PROVIDED INFORMATION:
##############################

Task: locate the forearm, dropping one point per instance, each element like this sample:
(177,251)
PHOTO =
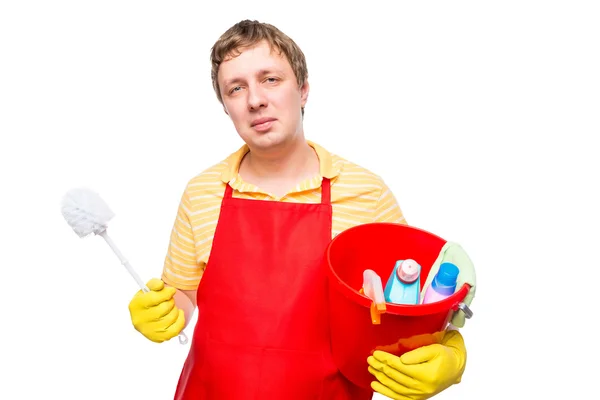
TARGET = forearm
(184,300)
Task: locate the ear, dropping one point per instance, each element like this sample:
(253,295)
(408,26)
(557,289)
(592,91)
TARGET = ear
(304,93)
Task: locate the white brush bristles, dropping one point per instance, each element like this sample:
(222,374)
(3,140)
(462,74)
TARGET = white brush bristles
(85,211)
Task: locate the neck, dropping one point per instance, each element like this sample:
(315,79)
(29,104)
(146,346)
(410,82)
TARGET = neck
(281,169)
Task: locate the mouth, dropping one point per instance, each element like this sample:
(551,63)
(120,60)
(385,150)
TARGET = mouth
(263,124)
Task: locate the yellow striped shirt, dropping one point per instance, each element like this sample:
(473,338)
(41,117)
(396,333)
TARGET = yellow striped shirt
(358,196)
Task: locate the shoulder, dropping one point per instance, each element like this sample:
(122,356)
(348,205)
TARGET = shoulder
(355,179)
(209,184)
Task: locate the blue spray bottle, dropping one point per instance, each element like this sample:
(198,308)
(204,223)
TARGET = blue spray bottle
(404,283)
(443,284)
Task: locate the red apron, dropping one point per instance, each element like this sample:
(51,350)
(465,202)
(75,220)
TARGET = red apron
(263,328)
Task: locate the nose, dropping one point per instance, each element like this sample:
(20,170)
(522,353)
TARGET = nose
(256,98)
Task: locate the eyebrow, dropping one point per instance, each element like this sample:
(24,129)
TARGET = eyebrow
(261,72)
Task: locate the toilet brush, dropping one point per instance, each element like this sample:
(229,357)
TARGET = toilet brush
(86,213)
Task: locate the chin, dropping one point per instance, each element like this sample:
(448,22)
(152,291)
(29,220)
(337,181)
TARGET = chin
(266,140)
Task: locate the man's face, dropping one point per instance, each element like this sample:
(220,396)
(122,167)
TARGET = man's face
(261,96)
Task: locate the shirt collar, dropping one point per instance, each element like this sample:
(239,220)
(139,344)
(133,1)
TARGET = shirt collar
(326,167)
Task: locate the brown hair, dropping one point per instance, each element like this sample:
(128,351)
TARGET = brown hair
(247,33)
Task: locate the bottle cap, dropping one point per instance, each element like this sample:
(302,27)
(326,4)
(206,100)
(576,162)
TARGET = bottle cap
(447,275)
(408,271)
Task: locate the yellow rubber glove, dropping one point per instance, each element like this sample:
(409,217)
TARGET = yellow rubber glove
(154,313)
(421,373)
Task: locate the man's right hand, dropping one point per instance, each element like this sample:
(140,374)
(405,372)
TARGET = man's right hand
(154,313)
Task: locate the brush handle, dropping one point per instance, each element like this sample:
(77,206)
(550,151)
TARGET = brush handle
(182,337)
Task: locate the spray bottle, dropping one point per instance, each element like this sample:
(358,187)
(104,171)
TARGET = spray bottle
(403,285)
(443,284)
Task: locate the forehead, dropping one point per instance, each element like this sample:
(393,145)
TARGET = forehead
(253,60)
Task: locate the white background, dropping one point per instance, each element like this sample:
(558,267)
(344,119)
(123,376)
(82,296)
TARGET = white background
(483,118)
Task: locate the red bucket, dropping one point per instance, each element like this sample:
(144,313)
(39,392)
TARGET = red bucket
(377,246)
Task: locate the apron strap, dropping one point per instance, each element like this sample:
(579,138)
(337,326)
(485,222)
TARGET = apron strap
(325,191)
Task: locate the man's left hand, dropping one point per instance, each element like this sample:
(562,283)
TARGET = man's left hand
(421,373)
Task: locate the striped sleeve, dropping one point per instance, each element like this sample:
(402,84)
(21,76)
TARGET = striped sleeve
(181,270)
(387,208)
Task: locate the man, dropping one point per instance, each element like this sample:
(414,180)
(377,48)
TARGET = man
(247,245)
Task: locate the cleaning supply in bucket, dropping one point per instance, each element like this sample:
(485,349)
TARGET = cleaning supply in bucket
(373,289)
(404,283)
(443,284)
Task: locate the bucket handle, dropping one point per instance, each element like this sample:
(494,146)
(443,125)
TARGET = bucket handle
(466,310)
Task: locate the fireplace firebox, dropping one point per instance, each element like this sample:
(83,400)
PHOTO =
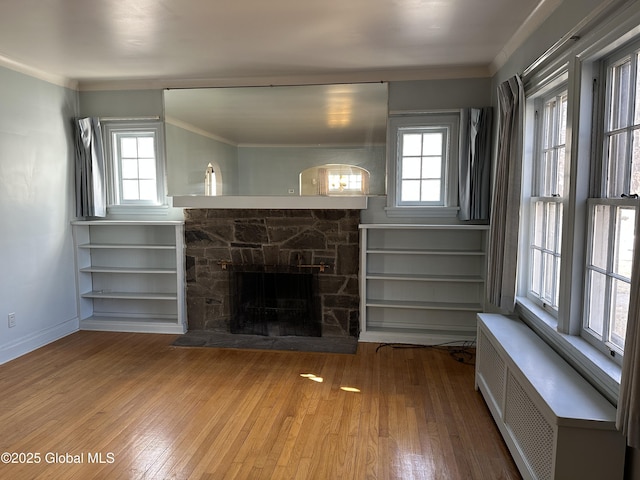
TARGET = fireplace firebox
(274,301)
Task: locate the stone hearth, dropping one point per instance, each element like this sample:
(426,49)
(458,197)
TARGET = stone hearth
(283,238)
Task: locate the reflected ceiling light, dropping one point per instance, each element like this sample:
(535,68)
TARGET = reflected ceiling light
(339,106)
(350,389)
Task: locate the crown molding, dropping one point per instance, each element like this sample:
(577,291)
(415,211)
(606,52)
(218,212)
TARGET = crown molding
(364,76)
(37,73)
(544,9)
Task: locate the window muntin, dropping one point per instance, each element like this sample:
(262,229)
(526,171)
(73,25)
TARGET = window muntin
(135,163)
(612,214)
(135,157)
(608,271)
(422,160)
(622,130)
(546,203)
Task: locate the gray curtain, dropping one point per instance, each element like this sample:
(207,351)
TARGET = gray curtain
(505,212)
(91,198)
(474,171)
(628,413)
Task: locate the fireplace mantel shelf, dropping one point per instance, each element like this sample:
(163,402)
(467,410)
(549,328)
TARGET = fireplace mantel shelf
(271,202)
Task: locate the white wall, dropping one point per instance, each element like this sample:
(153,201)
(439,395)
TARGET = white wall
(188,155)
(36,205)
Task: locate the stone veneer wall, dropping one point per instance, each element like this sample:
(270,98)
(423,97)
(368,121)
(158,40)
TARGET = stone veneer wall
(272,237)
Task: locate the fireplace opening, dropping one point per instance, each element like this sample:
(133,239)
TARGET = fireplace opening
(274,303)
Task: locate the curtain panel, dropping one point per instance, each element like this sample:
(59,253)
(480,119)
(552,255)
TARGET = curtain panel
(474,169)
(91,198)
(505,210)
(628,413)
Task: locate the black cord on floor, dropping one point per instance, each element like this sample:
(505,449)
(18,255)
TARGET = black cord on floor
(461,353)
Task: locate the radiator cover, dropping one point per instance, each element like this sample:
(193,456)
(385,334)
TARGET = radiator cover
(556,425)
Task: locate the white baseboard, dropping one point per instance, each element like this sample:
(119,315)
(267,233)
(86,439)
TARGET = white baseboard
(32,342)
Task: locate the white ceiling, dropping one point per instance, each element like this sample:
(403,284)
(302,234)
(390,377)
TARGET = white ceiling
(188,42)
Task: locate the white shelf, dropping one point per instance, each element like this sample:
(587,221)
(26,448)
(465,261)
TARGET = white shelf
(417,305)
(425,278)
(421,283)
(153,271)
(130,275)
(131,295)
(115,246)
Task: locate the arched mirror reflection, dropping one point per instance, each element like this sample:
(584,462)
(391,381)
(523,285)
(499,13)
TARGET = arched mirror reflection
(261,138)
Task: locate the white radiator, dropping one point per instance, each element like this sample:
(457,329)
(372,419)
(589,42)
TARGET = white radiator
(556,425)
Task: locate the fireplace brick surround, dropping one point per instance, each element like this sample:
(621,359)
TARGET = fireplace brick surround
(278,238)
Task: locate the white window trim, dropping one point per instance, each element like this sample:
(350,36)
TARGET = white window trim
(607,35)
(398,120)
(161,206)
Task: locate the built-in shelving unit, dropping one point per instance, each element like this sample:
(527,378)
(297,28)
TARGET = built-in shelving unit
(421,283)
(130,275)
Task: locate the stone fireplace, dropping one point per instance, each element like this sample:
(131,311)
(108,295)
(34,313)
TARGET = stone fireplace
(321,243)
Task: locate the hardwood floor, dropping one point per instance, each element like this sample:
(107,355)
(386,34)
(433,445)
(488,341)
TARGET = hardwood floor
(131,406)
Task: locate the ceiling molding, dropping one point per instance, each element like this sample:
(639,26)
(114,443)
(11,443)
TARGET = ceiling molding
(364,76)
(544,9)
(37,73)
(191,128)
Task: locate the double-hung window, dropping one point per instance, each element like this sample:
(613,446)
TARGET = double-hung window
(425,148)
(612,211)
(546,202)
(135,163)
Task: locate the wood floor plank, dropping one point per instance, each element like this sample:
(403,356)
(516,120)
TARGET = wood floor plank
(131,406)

##############################

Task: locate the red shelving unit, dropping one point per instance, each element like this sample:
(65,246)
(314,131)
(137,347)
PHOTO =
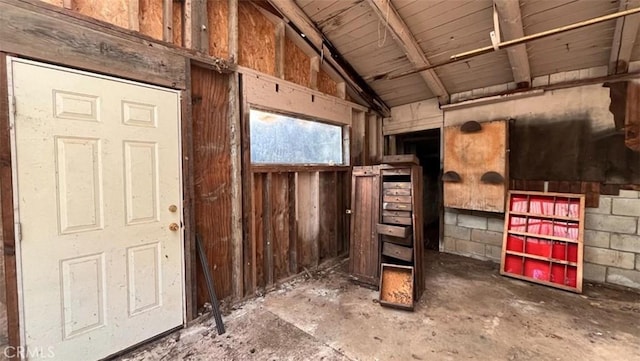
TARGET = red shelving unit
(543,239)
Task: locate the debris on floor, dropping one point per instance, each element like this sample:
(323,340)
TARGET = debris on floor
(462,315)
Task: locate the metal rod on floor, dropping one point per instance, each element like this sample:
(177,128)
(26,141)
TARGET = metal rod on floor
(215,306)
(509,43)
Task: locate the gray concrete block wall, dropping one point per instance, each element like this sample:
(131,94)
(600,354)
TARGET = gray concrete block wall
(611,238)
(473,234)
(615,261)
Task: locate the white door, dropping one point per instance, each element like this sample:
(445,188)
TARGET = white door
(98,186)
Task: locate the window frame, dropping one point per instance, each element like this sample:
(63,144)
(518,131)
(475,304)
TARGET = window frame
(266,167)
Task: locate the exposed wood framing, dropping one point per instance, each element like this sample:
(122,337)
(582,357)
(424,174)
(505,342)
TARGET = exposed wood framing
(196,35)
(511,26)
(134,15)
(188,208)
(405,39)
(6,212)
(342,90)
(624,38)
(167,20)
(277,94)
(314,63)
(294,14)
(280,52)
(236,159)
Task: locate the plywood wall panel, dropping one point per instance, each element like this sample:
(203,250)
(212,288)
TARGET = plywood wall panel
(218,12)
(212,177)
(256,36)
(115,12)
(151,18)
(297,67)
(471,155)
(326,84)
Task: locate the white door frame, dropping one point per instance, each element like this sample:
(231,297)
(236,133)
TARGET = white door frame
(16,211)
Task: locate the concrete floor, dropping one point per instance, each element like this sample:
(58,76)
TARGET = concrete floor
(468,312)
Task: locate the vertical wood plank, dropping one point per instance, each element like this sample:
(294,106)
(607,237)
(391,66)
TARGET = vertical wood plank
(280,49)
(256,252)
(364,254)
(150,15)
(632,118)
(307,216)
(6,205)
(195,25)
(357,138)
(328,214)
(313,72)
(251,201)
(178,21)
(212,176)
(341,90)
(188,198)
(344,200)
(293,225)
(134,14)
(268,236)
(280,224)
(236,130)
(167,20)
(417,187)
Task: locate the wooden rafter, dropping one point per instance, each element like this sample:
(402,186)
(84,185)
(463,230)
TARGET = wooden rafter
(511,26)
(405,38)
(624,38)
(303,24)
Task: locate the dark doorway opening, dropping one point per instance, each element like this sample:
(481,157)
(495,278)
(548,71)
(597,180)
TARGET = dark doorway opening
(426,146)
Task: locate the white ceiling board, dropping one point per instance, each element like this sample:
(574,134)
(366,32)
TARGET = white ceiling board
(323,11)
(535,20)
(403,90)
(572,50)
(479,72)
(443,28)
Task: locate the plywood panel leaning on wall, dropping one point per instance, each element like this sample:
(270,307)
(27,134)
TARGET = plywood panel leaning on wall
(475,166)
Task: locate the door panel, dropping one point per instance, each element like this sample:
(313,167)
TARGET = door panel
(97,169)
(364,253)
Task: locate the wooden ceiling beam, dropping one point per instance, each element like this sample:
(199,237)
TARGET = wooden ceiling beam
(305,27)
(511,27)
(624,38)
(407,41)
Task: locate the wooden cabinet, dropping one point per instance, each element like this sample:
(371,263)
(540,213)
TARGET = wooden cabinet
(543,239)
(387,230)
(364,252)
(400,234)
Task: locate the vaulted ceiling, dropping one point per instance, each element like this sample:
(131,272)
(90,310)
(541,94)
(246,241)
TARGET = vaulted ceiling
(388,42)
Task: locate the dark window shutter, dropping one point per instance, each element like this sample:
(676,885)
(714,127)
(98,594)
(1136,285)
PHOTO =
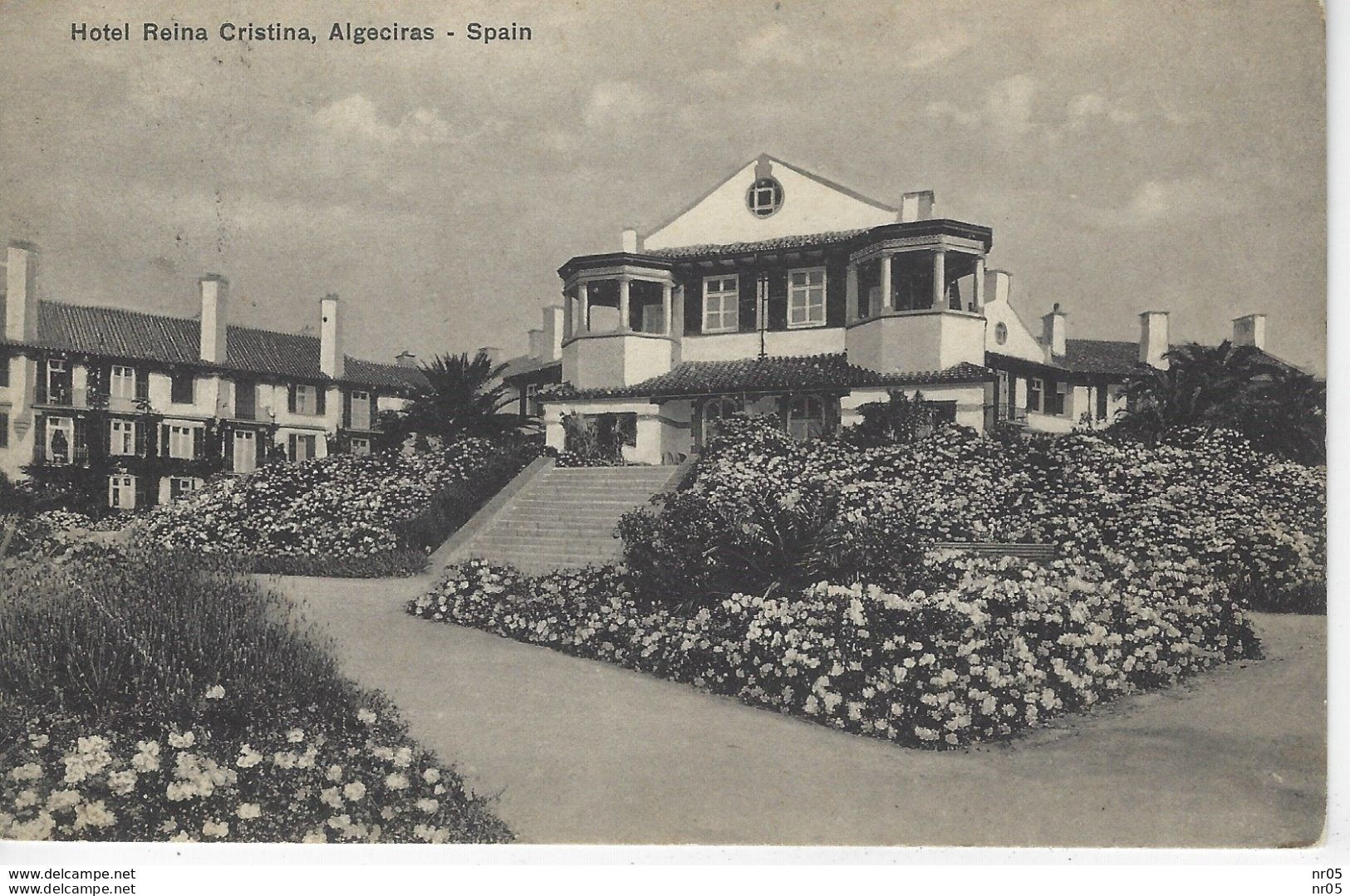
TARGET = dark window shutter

##############################

TASK STATEMENT: Gather every line in the rows above that contains the string "molding", and treat uppercase and lowercase as different.

EXERCISE OUTPUT:
Task: locate the crown molding, dropping one point per instance, each element like this sample:
TARGET = crown molding
Task: locate the ceiling molding, dropping one point per instance, each element like this sample:
TARGET = ceiling molding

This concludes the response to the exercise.